Retype the entries below word for word, leaving none out.
---------- DATA RECORDS
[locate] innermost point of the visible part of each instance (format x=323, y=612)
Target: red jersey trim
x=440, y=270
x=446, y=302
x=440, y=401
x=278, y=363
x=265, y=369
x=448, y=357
--------------------
SOLUTION TO THIS TASK:
[locate] innermost point of the visible part of each instance (format x=323, y=612)
Target: red jersey trim
x=440, y=270
x=446, y=302
x=440, y=401
x=278, y=363
x=265, y=369
x=448, y=357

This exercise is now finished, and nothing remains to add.